Required task:
Please answer from the court opinion below: about how far did Clardy fall when she went through the hole?

** Start Extracted text **

This opinion will be unpublished and
may not be cited except as provided by
Minn. Stat. § 480A.08, subd. 3 (2000).
STATE OF MINNESOTA
IN COURT OF APPEALS
Fe' E. Clardy,
PCL Construction Services, Inc.,
a foreign corporation,
Filed March 6, 2001
Hennepin County District Court
File No. PI-98-016935
Harry A. Sieben, Jr., Sieben, Grose, Von Holtum & Carey, Ltd., 900 Midwest Plaza East, 800 Marquette Avenue, Minneapolis, MN 55402;
Wilbur W. Fluegel, Fluegel Law Office, 701 Fourth Avenue South, Suite 1260, Minneapolis, MN 55415 (for respondent)
Michael D. Hutchens, Katherine A. McBride, John W. Munger, Meagher & Geer P.L.L.P., 4200 Multifoods Tower, 33 South Sixth Street, Minneapolis, MN 55402 (for appellant)
Considered and decided by Crippen, Presiding Judge, Harten, Judge, and Hanson, Judge.
U N P U B L I S H E D O P I N I O N
Respondent, a masonry laborer, sought damages from appellant general contractor for negligence after she fell through a previously boarded-up hole in the floor of the Science Museum of Minnesota construction site. The jury found appellant negligent and awarded damages. Appellant contends that respondent failed to prove that it was negligent or that its negligence caused her to fall. It also contends it had no duty to warn respondent about an open and obvious danger and that it was entitled to have the jury so instructed. We affirm.
On April 2, 1998, respondent Fe’ Clardy fell through a hole on the third floor of the Science Museum of Minnesota construction project in St. Paul, Minnesota. At the time of her fall, Clardy worked as a general laborer for Bill Dentinger, Inc., the masonry subcontractor of PCL Construction Services, Inc., the general contractor. Clardy’s job required her to clear away the excess mortar and construction debris produced by the block masons who erected the museum’s cinder-block walls.
On the morning of the accident, Clardy’s assignment was to clean up the third floor, where the masons had just finished erecting a 100-foot wall. A hole for planned duct work had been cut into the floor at the location where Clardy worked. A plywood board had been nailed and wired to the floor, covering the hole. Although PCL’s foreman had, some months earlier, used pink fluorescent spray paint to write a warning on the board, with the word “hole” in large letters, that word was no longer visible.
As she worked, Clardy discovered the plywood board covering the floor-hole and removed the masonry debris that rested on it. She noticed that the board did not move, and saw that it was nailed to the floor. She knew the board was likely covering an opening.
After Clardy finished scraping around the board, she left the area momentarily. When she returned to the work area three to five minutes later, she saw no evidence that anyone had been in the area while she was gone. She resumed cleaning around the board and, while she was standing on the board, stepped backwards and fell through. Clardy landed approximately 30 feet below on the sub-basement level. No one witnessed the fall.

** End Extracted text **
** Start Extracted entries **

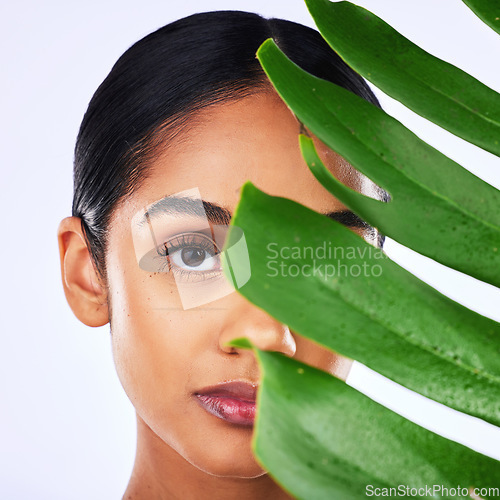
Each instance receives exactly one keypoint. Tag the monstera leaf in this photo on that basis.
(318, 437)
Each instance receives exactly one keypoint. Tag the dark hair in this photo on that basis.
(160, 81)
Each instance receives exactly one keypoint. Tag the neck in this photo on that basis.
(160, 473)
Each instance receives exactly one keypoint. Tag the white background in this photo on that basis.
(67, 430)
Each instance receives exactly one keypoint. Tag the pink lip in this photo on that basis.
(233, 402)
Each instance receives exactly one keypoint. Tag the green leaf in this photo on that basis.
(429, 86)
(368, 308)
(487, 10)
(437, 208)
(322, 439)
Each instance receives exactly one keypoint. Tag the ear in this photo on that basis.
(85, 293)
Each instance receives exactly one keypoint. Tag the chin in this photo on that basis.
(242, 467)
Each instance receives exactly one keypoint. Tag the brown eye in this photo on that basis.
(193, 257)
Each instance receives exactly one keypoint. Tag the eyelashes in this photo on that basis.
(191, 257)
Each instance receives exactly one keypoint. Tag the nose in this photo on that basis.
(262, 330)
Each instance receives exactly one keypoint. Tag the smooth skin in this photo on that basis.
(163, 353)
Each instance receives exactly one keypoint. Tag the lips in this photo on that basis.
(233, 402)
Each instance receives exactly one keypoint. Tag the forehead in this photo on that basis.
(251, 139)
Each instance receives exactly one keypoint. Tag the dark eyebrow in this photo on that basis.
(216, 214)
(174, 205)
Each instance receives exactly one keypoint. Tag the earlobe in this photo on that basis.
(85, 293)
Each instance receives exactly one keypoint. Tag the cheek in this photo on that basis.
(156, 345)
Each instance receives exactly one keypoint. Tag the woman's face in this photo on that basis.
(166, 354)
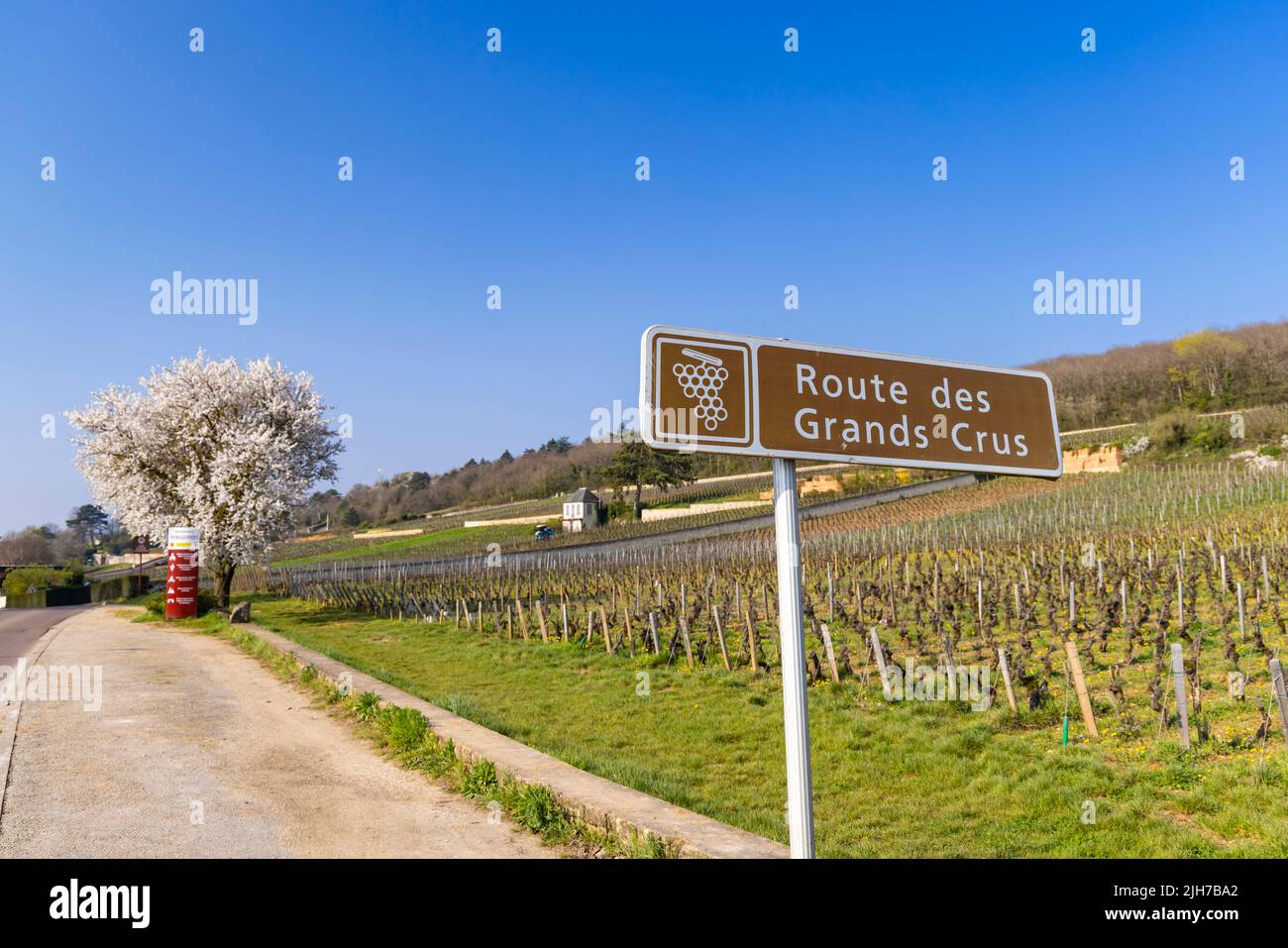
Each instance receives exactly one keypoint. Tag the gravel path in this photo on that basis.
(191, 725)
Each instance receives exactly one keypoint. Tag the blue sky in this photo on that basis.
(518, 168)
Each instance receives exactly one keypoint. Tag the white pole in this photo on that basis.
(800, 793)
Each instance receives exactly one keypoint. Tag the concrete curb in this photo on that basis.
(591, 798)
(12, 710)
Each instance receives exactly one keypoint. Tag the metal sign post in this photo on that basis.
(782, 399)
(800, 794)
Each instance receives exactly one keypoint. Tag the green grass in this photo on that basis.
(913, 780)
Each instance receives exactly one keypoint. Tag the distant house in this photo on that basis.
(581, 511)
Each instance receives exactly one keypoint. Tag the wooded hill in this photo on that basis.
(1203, 371)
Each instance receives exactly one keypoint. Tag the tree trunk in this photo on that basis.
(223, 582)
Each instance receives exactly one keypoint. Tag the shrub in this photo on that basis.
(535, 807)
(1214, 434)
(480, 781)
(1172, 430)
(404, 728)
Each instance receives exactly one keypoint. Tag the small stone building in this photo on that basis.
(1106, 459)
(581, 511)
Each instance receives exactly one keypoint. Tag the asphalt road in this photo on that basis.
(20, 629)
(193, 749)
(366, 569)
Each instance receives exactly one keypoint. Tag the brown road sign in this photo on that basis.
(752, 395)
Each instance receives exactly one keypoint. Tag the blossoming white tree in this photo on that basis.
(207, 445)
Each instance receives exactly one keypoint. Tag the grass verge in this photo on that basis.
(403, 734)
(890, 780)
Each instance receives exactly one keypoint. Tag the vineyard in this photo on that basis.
(1057, 607)
(446, 536)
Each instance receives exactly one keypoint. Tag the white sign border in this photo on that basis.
(756, 449)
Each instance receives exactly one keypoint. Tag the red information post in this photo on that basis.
(183, 550)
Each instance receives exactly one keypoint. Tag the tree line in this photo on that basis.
(1202, 371)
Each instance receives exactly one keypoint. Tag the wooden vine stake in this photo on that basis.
(1080, 685)
(1006, 679)
(523, 620)
(541, 621)
(881, 668)
(1276, 681)
(684, 635)
(724, 651)
(1183, 711)
(827, 647)
(608, 636)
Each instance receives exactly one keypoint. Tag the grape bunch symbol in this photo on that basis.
(702, 378)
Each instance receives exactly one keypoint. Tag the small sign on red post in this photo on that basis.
(183, 549)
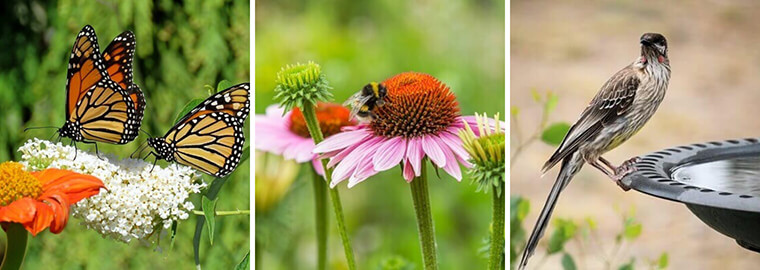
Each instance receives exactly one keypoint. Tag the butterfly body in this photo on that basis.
(210, 137)
(102, 104)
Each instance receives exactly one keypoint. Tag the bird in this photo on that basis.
(621, 108)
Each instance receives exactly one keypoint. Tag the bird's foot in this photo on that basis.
(624, 169)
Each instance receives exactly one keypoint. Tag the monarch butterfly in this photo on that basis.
(102, 102)
(210, 137)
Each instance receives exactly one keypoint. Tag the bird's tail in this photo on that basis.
(570, 166)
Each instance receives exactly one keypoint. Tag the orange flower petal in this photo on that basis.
(76, 186)
(19, 211)
(60, 206)
(42, 219)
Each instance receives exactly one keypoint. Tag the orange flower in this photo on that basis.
(39, 200)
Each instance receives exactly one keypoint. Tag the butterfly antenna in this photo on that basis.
(146, 133)
(31, 128)
(139, 150)
(76, 150)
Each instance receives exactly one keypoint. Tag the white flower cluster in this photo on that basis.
(136, 201)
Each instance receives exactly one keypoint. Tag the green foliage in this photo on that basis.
(554, 134)
(518, 210)
(628, 265)
(209, 212)
(181, 46)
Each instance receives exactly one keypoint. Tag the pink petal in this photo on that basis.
(341, 140)
(408, 172)
(317, 164)
(389, 153)
(455, 144)
(414, 154)
(452, 167)
(304, 153)
(433, 150)
(341, 154)
(348, 165)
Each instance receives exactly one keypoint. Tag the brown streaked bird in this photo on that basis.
(621, 108)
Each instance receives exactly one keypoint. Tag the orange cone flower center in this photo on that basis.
(331, 118)
(16, 183)
(417, 104)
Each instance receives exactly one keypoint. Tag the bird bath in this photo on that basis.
(718, 181)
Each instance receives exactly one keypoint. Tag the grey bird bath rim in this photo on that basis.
(735, 214)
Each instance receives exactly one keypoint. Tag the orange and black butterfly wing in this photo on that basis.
(233, 101)
(211, 142)
(107, 114)
(118, 57)
(85, 68)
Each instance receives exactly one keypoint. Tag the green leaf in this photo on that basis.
(245, 263)
(554, 134)
(567, 262)
(628, 265)
(224, 84)
(209, 212)
(514, 111)
(246, 154)
(188, 107)
(551, 103)
(662, 262)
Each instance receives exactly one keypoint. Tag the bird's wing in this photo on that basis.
(612, 100)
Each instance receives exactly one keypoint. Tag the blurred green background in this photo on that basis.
(182, 46)
(459, 42)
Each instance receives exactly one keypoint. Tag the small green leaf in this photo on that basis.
(628, 265)
(551, 103)
(188, 107)
(554, 134)
(662, 262)
(224, 84)
(245, 263)
(209, 211)
(567, 262)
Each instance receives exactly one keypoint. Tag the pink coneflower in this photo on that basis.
(287, 134)
(420, 118)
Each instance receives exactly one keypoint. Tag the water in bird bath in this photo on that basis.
(738, 175)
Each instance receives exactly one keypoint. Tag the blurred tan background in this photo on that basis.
(573, 47)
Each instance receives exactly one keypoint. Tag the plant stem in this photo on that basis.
(425, 228)
(310, 117)
(224, 213)
(16, 249)
(497, 231)
(320, 205)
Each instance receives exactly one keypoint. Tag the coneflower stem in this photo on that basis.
(496, 261)
(15, 251)
(320, 205)
(310, 117)
(421, 199)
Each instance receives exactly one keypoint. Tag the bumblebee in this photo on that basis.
(363, 102)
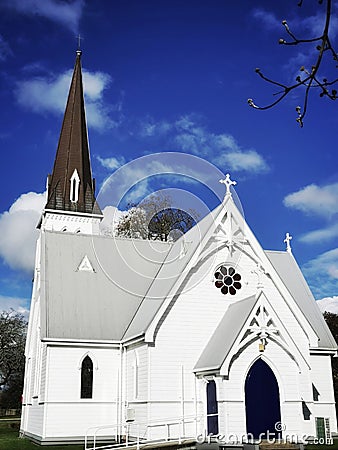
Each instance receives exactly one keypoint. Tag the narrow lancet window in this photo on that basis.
(87, 378)
(74, 187)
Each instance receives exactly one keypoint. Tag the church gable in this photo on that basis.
(228, 263)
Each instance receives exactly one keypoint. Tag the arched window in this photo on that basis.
(87, 378)
(74, 187)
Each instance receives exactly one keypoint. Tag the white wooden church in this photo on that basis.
(210, 334)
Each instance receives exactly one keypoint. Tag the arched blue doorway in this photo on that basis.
(212, 408)
(261, 400)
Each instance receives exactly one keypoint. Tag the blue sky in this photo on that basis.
(170, 76)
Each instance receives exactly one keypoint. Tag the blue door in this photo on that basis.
(212, 408)
(262, 401)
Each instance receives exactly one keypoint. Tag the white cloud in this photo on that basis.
(248, 160)
(18, 231)
(329, 304)
(21, 305)
(322, 201)
(321, 235)
(149, 127)
(49, 94)
(322, 273)
(112, 162)
(66, 13)
(133, 180)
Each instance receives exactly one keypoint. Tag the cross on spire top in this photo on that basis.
(287, 241)
(228, 182)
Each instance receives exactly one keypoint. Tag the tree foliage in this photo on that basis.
(13, 328)
(156, 218)
(311, 77)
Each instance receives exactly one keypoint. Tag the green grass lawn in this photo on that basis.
(9, 440)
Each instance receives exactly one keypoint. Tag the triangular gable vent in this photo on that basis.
(85, 265)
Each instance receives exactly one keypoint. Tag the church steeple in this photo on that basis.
(71, 187)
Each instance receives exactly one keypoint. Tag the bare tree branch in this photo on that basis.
(309, 78)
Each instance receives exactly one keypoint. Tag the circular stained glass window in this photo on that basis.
(227, 280)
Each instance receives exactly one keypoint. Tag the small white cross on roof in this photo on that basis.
(287, 241)
(228, 183)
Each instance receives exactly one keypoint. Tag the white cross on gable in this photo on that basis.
(228, 183)
(287, 241)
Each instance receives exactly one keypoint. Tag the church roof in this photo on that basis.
(223, 339)
(93, 286)
(291, 275)
(73, 155)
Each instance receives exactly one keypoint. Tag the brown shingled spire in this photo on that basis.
(71, 186)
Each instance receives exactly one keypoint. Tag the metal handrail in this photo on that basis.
(142, 440)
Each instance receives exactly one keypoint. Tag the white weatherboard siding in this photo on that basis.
(63, 390)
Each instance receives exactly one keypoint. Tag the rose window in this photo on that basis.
(227, 280)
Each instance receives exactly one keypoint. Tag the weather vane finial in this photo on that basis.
(287, 241)
(228, 183)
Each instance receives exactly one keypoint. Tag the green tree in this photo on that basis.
(155, 218)
(13, 328)
(309, 78)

** End Extracted entries **

Output of the task:
Approximately 30 feet, landing on the sub-basement level.